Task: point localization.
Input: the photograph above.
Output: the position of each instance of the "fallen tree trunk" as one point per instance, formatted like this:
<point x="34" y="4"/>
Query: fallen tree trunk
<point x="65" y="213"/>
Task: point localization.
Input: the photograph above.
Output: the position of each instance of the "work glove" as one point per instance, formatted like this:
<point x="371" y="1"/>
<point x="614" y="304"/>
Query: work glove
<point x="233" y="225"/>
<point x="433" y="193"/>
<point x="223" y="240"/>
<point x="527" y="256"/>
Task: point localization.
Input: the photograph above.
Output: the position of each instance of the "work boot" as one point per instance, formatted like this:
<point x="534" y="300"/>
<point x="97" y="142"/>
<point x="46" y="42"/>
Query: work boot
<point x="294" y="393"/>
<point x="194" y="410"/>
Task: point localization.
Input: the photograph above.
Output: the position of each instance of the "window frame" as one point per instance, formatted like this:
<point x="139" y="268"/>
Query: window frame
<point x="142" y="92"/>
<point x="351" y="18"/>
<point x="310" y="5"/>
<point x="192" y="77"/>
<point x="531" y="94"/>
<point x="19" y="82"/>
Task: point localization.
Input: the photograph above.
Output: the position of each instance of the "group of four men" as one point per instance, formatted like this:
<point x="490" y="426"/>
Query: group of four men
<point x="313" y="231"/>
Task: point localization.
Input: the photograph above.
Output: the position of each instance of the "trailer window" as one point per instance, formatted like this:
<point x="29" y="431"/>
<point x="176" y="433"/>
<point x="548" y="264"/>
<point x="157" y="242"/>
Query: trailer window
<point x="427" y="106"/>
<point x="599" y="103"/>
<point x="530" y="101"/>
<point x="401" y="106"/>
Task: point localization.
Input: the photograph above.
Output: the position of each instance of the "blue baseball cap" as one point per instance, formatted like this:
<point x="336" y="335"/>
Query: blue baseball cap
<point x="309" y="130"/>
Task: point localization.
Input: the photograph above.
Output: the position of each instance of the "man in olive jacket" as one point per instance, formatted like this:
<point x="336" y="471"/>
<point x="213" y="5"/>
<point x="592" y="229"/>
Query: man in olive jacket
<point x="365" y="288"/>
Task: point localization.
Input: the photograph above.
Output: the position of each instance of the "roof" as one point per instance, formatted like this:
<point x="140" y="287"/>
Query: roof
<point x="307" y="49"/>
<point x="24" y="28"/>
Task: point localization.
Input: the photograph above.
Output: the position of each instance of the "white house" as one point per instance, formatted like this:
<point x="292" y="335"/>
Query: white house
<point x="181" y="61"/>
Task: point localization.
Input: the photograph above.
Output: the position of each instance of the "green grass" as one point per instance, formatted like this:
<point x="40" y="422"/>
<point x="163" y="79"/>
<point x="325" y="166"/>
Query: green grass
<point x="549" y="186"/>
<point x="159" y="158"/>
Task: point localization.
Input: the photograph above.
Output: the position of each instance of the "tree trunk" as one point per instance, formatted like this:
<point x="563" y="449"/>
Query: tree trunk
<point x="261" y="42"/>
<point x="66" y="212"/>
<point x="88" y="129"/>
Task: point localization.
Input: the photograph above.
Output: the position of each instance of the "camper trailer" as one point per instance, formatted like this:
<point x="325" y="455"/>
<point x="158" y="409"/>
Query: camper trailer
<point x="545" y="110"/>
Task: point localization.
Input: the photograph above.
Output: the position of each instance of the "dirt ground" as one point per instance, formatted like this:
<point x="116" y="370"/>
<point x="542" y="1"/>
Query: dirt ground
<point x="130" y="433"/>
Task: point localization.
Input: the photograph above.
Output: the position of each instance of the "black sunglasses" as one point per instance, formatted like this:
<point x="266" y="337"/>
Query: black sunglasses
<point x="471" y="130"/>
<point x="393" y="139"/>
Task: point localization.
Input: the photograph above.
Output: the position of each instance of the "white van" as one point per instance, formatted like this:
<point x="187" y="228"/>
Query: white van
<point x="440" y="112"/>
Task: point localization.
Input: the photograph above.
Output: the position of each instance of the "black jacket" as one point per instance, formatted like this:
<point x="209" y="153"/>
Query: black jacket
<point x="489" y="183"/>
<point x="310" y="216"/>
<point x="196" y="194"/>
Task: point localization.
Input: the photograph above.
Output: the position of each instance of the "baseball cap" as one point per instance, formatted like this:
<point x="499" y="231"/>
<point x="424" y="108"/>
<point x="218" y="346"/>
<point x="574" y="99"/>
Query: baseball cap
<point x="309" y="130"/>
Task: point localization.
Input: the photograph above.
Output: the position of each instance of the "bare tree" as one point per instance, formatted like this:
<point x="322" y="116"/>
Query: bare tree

= = = = =

◆ WORK REQUEST
Please output the listing in full, exactly as it was given above.

◆ RESULT
Task: point localization.
Input: the photograph above.
Output: the position of each instance of the "fallen tree trunk" as one point per instance, formatted like this:
<point x="34" y="4"/>
Query: fallen tree trunk
<point x="65" y="213"/>
Task: point localization.
Input: the photograph above.
Output: the position of each instance of the "work glove" as one point per instance, formatted like this:
<point x="371" y="1"/>
<point x="614" y="304"/>
Query: work glove
<point x="233" y="225"/>
<point x="433" y="193"/>
<point x="223" y="240"/>
<point x="527" y="256"/>
Task: point localization.
Input: the photograph above.
Output: the position of each instance of the "work boot" as one point per instance, formatted like this:
<point x="534" y="300"/>
<point x="97" y="142"/>
<point x="46" y="42"/>
Query: work boot
<point x="294" y="393"/>
<point x="194" y="410"/>
Task: point localization.
Input: the photograph above.
Output: the position of each instance of the "window frame" as one point per instance, formatted like this:
<point x="139" y="268"/>
Query: window frame
<point x="142" y="92"/>
<point x="351" y="18"/>
<point x="310" y="5"/>
<point x="192" y="77"/>
<point x="531" y="94"/>
<point x="19" y="82"/>
Task: point localization.
Input: the photograph above.
Output: the position of each instance of the "group of four men" as one point per instance, formatted like this:
<point x="490" y="426"/>
Query: group of four men
<point x="313" y="231"/>
Task: point localization.
Input: the photograph above.
Output: the position of each instance of the "trailer window" as one point per instance, formatted like this:
<point x="29" y="431"/>
<point x="176" y="433"/>
<point x="548" y="264"/>
<point x="157" y="242"/>
Query: trailer window
<point x="427" y="106"/>
<point x="599" y="103"/>
<point x="530" y="101"/>
<point x="401" y="106"/>
Task: point localization.
Input: the photograph above.
Output: the position of each instance of the "blue baseball cap" as one point per instance, formatted like this:
<point x="336" y="335"/>
Query: blue baseball cap
<point x="309" y="130"/>
Task: point localization.
Input: the photograph above.
Output: the position of each instance of the "man in olive jacket" as one point per instance, formatted like this:
<point x="336" y="471"/>
<point x="213" y="5"/>
<point x="592" y="229"/>
Query: man in olive jacket
<point x="365" y="288"/>
Task: point localization.
Input: the photograph above.
Output: the position of each instance of the "roof" as one point per instance, formatted like this:
<point x="140" y="287"/>
Query: roof
<point x="307" y="49"/>
<point x="24" y="28"/>
Task: point localization.
Input: the photograph above.
Output: the position of each instance of the "white house" as one point per instance, formatted like this:
<point x="292" y="335"/>
Query: white house
<point x="181" y="61"/>
Task: point localization.
Input: the photograph above.
Output: the position of each instance of the "green grass" as one point per instance, formatted like this:
<point x="40" y="422"/>
<point x="163" y="79"/>
<point x="325" y="166"/>
Query: green grass
<point x="549" y="186"/>
<point x="159" y="158"/>
Task: point localization.
Input: the photograph above.
Output: the position of each instance of the "tree trunk" as one point per instance, formatted like this:
<point x="563" y="449"/>
Query: tree trunk
<point x="261" y="42"/>
<point x="66" y="212"/>
<point x="88" y="129"/>
Task: point localization.
Input: the photograph above.
Output: the position of each instance of the "camper trailer" as one point per instance, formatted like this:
<point x="325" y="455"/>
<point x="158" y="409"/>
Query: camper trailer
<point x="545" y="110"/>
Task: point localization.
Input: the photograph above.
Output: the position of each instance of the "dirt ground" as one point per instance, formatted like this:
<point x="116" y="370"/>
<point x="542" y="1"/>
Query: dirt ground
<point x="130" y="433"/>
Task: point localization.
Input: the photograph above.
Output: the position of each instance of the "black sunglasses" as one point per instance, formatted like this:
<point x="266" y="337"/>
Query: black sunglasses
<point x="471" y="130"/>
<point x="393" y="139"/>
Task: point localization.
Input: the photograph above.
Output: the position of each instance of the "white van" as one point per instance, formatted like this:
<point x="187" y="228"/>
Query: white van
<point x="440" y="112"/>
Task: point localization.
Input: the photograph above.
Output: the position of each instance of the "black jacket" as one point per instance, formatted like this:
<point x="209" y="153"/>
Query: black jacket
<point x="489" y="183"/>
<point x="310" y="216"/>
<point x="196" y="194"/>
Task: point localization.
Input: the photograph above.
Output: the position of each instance of the "baseball cap" as one point per instance, formatted like this:
<point x="499" y="231"/>
<point x="424" y="108"/>
<point x="218" y="346"/>
<point x="574" y="99"/>
Query: baseball cap
<point x="309" y="130"/>
Task: point localization.
Input: the photograph above.
Output: the position of each instance of the "bare tree" as one point per instance, formatted like this:
<point x="322" y="116"/>
Query: bare tree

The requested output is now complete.